| DOCUMENT SEGMENT |
______________________________

Movement is how fleets cross the universe. Close to home it is a matter of stepping between neighbours on a local grid; reaching anything further means passing through a gate.


Local Movement Within a Region

A region lays its orbital systems out on a sparse grid, and a fleet travels across it one system at a time. Each step goes to an occupied neighbour directly north, south, east, or west — never diagonally, and never into an empty cell.

From any system a fleet can thread its way to any other in the region, as long as a chain of occupied neighbours connects them. The gaps in the grid are what give a region its character: they form corridors that funnel traffic, chokepoints a defender can hold, and dead ends that lead nowhere.

See Regions for the grid itself and Orbital Systems for the systems on it.

______________________________

| EXTRACTED MATERIAL |
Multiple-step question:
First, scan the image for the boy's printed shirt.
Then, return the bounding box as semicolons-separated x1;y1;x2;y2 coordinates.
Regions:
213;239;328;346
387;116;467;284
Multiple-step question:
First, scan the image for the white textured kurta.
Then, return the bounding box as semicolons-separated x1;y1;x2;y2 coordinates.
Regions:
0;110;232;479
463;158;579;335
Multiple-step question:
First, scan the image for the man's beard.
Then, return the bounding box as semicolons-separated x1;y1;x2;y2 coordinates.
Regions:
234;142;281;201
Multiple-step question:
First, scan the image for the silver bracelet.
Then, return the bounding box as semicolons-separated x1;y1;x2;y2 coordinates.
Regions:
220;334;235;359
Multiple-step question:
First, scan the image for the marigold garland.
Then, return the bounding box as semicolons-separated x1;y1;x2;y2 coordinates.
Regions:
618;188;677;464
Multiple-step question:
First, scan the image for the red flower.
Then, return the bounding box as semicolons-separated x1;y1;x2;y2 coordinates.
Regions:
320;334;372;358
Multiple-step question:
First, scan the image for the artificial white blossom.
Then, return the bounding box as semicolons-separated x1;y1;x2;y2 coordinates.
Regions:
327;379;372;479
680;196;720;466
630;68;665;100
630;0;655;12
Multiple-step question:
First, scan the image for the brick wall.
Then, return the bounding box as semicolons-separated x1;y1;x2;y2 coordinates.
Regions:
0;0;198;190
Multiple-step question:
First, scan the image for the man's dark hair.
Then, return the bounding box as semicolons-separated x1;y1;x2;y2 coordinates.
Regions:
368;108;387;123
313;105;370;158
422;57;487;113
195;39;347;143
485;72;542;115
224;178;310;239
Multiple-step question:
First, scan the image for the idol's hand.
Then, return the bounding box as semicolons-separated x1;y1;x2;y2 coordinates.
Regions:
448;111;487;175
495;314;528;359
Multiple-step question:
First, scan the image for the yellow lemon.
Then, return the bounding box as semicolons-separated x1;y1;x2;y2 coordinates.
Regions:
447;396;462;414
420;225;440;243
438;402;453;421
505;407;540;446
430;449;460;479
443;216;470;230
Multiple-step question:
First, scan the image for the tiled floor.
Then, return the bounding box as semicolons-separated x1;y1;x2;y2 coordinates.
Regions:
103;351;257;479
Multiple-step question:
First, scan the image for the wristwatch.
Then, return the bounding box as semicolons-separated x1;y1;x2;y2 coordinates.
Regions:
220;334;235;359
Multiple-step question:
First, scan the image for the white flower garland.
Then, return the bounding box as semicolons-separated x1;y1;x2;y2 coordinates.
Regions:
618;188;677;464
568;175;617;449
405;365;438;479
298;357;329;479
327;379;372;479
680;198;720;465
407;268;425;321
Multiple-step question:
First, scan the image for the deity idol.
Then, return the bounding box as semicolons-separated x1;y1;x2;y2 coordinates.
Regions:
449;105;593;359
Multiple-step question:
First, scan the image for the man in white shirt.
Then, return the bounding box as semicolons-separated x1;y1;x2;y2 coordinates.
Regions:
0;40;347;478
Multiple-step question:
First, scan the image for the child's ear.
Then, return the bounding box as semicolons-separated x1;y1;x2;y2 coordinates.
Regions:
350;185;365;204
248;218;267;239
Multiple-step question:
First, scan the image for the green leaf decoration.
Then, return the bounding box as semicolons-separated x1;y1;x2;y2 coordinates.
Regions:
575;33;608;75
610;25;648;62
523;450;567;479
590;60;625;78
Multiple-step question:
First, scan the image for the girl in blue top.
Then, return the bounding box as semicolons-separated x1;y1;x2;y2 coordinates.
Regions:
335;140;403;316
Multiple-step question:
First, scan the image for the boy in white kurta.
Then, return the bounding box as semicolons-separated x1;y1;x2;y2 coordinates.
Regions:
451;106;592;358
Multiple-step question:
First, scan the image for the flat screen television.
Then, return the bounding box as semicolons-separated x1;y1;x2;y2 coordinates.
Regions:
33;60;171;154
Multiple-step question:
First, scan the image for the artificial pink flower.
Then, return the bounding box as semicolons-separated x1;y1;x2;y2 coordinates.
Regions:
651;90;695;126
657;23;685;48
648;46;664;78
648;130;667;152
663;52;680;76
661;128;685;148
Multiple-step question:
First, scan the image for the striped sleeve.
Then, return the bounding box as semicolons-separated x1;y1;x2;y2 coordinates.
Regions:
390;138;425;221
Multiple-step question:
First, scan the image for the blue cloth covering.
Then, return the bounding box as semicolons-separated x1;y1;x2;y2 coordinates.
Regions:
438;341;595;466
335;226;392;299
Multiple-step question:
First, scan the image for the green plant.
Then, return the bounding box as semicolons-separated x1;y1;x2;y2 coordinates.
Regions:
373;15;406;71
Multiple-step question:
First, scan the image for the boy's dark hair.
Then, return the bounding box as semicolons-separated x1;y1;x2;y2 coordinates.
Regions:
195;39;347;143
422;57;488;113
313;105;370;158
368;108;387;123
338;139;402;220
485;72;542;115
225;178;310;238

______________________________

| WRITTEN PROBLEM 1 |
Reproduce the passage on fleet movement from "Movement is how" up to and including "through a gate.", renaming "gate" to "jump point".
| WRITTEN PROBLEM 2 |
Carry the passage on fleet movement forward from its final sentence.
The records play no part in what follows.

| EXERCISE RESULT 1 |
Movement is how fleets cross the universe. Close to home it is a matter of stepping between neighbours on a local grid; reaching anything further means passing through a jump point.

| EXERCISE RESULT 2 |
Crossing Between Regions and Galaxies

A region boundary is not a wall. A fleet can always cross from a cell on one side to an adjacent cell on the other without any gate at all — region to region, and galaxy to galaxy in the same way. Crossing like this simply takes a meaningful amount of time, so no region or galaxy is ever sealed off; the most isolated places are only slower to reach.

A gate changes the speed, not the possibility. Where a fleet reaches a system that hosts a gate, it can jump near-instantly to any eligible system within the gate's reach — leaping a distance that ordinary cell-by-cell travel would spend a long time crossing. Because a gate runs one way, the journey back waits on a separate gate built from the far end.

See Gates for how gates reach their destinations.


Rules

  • Within a region, a fleet moves between orthogonally adjacent occupied systems on the local grid.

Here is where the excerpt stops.